## Exercise materials
=== Begin Enclosure ===

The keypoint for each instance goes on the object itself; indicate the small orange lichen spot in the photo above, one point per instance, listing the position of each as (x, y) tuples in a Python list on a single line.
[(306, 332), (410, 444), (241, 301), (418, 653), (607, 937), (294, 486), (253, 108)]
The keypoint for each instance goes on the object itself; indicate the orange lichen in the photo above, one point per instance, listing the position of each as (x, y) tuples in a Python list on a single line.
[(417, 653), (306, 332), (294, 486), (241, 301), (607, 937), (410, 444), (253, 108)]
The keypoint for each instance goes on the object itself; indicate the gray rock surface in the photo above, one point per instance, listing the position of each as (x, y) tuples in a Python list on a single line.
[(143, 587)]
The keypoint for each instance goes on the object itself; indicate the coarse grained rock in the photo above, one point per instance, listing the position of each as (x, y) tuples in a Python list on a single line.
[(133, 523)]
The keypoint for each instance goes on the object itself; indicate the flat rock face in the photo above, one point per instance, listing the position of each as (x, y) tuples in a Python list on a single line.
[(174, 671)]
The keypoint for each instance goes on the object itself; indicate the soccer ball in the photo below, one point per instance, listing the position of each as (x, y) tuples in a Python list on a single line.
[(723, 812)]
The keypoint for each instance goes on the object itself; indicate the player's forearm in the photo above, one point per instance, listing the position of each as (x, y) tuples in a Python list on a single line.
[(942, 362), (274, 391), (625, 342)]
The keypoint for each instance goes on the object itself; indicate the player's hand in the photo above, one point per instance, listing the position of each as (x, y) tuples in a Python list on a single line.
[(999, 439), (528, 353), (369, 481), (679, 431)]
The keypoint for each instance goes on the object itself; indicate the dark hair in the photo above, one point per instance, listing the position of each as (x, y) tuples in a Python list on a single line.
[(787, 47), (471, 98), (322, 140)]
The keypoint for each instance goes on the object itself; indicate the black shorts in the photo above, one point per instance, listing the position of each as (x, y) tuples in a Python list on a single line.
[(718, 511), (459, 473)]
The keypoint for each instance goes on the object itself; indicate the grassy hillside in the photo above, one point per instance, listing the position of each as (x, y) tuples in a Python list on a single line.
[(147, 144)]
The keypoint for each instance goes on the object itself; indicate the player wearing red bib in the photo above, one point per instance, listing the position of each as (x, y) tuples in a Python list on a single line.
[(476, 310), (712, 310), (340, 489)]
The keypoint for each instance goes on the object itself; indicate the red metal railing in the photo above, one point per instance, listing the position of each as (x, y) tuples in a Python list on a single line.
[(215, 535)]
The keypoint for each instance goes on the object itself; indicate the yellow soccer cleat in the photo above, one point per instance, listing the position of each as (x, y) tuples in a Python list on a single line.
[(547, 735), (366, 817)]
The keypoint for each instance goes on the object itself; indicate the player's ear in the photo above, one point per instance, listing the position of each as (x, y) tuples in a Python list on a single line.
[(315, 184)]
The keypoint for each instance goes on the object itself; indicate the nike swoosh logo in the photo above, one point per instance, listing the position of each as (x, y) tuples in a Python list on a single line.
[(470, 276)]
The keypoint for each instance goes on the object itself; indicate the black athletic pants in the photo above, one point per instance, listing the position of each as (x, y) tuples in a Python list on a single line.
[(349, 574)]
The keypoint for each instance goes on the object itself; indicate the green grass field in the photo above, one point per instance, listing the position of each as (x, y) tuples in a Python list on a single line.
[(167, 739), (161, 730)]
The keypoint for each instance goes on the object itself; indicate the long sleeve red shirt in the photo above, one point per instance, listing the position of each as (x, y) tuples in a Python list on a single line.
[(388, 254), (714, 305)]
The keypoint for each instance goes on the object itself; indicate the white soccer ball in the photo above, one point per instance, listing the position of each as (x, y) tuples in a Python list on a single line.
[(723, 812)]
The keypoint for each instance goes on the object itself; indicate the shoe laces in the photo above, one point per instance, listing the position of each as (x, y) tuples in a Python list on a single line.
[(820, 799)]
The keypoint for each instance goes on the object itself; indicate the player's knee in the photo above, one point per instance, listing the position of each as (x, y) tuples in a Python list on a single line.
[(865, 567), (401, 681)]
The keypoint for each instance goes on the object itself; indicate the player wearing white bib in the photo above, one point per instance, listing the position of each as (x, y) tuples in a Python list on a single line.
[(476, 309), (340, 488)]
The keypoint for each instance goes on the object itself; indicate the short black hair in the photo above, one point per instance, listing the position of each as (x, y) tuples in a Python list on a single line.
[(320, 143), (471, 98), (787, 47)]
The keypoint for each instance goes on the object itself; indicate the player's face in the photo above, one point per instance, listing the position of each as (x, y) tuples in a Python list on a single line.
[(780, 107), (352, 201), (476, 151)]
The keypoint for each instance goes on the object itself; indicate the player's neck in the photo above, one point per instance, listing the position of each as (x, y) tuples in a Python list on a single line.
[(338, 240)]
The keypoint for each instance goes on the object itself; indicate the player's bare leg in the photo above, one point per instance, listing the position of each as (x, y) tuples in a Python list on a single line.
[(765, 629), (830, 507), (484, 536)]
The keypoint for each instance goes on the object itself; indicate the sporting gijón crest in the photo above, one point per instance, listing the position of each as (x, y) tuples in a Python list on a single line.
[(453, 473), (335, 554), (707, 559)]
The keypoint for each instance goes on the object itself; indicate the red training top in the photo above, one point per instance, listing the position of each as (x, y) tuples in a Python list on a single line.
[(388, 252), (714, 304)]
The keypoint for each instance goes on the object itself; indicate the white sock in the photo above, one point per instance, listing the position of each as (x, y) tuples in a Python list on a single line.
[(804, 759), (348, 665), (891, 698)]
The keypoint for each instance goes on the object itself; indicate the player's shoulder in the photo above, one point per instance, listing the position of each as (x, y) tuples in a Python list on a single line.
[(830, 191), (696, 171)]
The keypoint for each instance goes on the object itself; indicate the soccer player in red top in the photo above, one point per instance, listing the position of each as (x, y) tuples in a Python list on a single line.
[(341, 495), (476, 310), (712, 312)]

=== End Enclosure ===

## Task objective
Produce the whole listing again, exactly as it reads above.

## Your response
The keypoint for each instance goes on the object itself; indicate the small orange lichen spot in the photo above, one point per instance, listing the position of each as (x, y) tuples in a Python list on a single line.
[(306, 332), (410, 444), (241, 301), (418, 653), (607, 937), (294, 486), (253, 108)]
The keypoint for each instance goes on the object itself; indicate the orange lichen in the photo above, one point per instance, listing the position of each as (x, y) tuples in a Python list on a single line.
[(417, 653), (306, 332), (294, 486), (241, 301), (607, 937), (410, 444), (253, 108)]
The keypoint for each instance goes on the object itself; indicate the gray rock surface in the photo above, one point per instance, listing the position of each as (x, y) tuples in a Python list on a single line.
[(143, 587)]
The keypoint for each instance goes on the object itself; indicate the coarse grained rock in the photo above, one point per instance, listing the position of each as (x, y) tuples in a Python list on a single line.
[(133, 523)]
The keypoint for each instance goes on the object itself; indicate the flat rock face in the photo above, one point per instance, listing the position of each as (x, y) tuples in a Python list on a single line.
[(174, 671)]
The keypoint for each instance goes on the object itself; indicate the soccer ball in the photo below, one point per instance, listing the position of each as (x, y) tuples in a Python list on a single line.
[(723, 812)]
The keypoint for each instance goes on the object itself; indicate the player's forearm in the photo above, one point per instance, listing the position of each as (x, y) tuples in a Python list on a single line.
[(942, 362), (274, 391), (625, 342)]
The keypoint for each instance goes on the object itself; indicate the player's hand in the photo above, one point per instance, listing the position of each as (x, y) tuples in a Python list on a single line.
[(999, 439), (528, 353), (369, 481), (679, 431)]
The keypoint for each instance goes on the object itself; indicate the dark hair in the photo above, one point per instance, listing the position of each as (x, y) tuples in a Python list on a single line.
[(787, 47), (471, 98), (322, 140)]
The keypoint for each instance goes on the object itself; indicate the black shorts in the photo above, one point per instance, listing the position of each as (x, y) tuples in a Python list on a single line.
[(718, 511), (459, 473)]
The keypoint for each instance goes on the object itself; indicate the grassy hillside in the photo above, one point per instance, listing the position of each as (x, y) tuples in a Python list on a single line.
[(147, 144)]
The keypoint for each instance goes on the object itself; indicate the player wearing red bib in the photo above, one point per instance, listing the position of each as (x, y) tuples in a Python list on a single line.
[(476, 310), (712, 310), (340, 489)]
The keypoint for each instance goes on the object itself; indicate the red metal railing in the photo above, one point per instance, listing the position of each as (x, y) tuples in a Python list on a single line.
[(215, 535)]
The keypoint for each instance goes on the object itself; indicate the yellow soccer cleat in the photo above, one point per instance, listing the position of each as (x, y) tuples in a Python list on a single line.
[(547, 735), (366, 817)]
The keypoint for each instance goes on the object itself; indicate the player's ear in the photo above, one point per instance, listing the position of each as (x, y) tuples in a Python list on a single line.
[(315, 184)]
The keypoint for each instance goes on the object itself; indicate the nike swoosh logo in the photo above, one point per instance, listing the position of each as (x, y) tuples in a Python list on a single line.
[(470, 276)]
The keypoint for each instance goes on the object itself; indicate the black athletic pants in the photo above, one point per instance, listing the position of each as (x, y) tuples in a Python list on a single line.
[(349, 574)]
The keypoint for each instance goes on the object itself; indicate the green grass field in the photo above, one point per instance, listing the position of each as (x, y) tuples in a Python list on a single line.
[(167, 739), (161, 730)]
The keypoint for each instance goes on the object itself; indicate the long sleeve red shirt in the photo above, one point per instance, listing the position of each as (x, y) tuples in a Python list on a single line.
[(388, 254), (714, 305)]
The keypoint for each instance goes on the object itself; indicate the white soccer ball in the photo above, one point per instance, listing the position of each as (x, y) tuples in a Python list on a single line.
[(723, 812)]
The keypoint for each instance goes on the object itself; indicate the shoe laces in the photo above, one point per instance, listing the position of each as (x, y) tuples in a Python list on a single line.
[(820, 799)]
The keypoint for each instance goes on the object itself; indicate the player's knee in the photo above, one point per instance, listing the position of each as (x, y) tuples in a Python list on a single line.
[(865, 567), (401, 681)]
The keypoint for each instance goes on the object itself; indicate the player wearing white bib in the photo above, one point per instance, listing the position of each as (x, y) tuples in a Python list on a single line.
[(476, 309), (340, 488)]
The keypoint for each instance goes on the object itself; indicate the short black hair in the photo above, one point per instance, listing the position of each as (x, y) tuples in a Python list on a single line.
[(320, 143), (471, 98), (787, 47)]
The keypoint for each instance goes on the object itself; indicate the player's face in the photo above, one point per instance, listing the position of each as (x, y) tuples in a Python list on a single line.
[(780, 107), (352, 201), (476, 151)]
The keypoint for each instance goes on the object itself; indicate the player's neck in the photo above, one point per instance, listing the position of each as (x, y) tuples in a Python list on a single line.
[(338, 240)]
The keypoint for each instance goes on the object itself; indicate the player's bare leg in the photo above, one point per instance, listing the position of each as (x, y) tuples in a Python list on a single line.
[(765, 629), (830, 507), (484, 536)]
The keypoint for each instance goes on the object itself; indicate the sporting gijón crest in the photo above, one point per instance, listing the position of each as (x, y) tuples in a Python list on a single line.
[(453, 473), (335, 554), (707, 559)]
The keypoint for each instance goes on the object itself; indicate the red training top in the photo above, one point per instance, listing the position of each as (x, y) tuples in a Python list on a single line.
[(388, 252), (714, 304)]
The keypoint for each instance goes on the object itself; indicate the white sock in the photo above, one point per instance, listing the position of each as (x, y) tuples in a Python list on a single line.
[(804, 759), (348, 665), (891, 698)]
The keypoint for each instance goes on the object itself; indicate the player's shoulder in the photo above, one point per instance, listing the position of each as (x, y) tuples in a Python list on a single line.
[(830, 191), (696, 171)]
The keypoint for each instance goes on the object itself; indicate the soccer player in red top in the photo above, one point per instance, listing the position of each as (x, y) tuples in a Python list on a single line.
[(341, 495), (476, 310), (712, 312)]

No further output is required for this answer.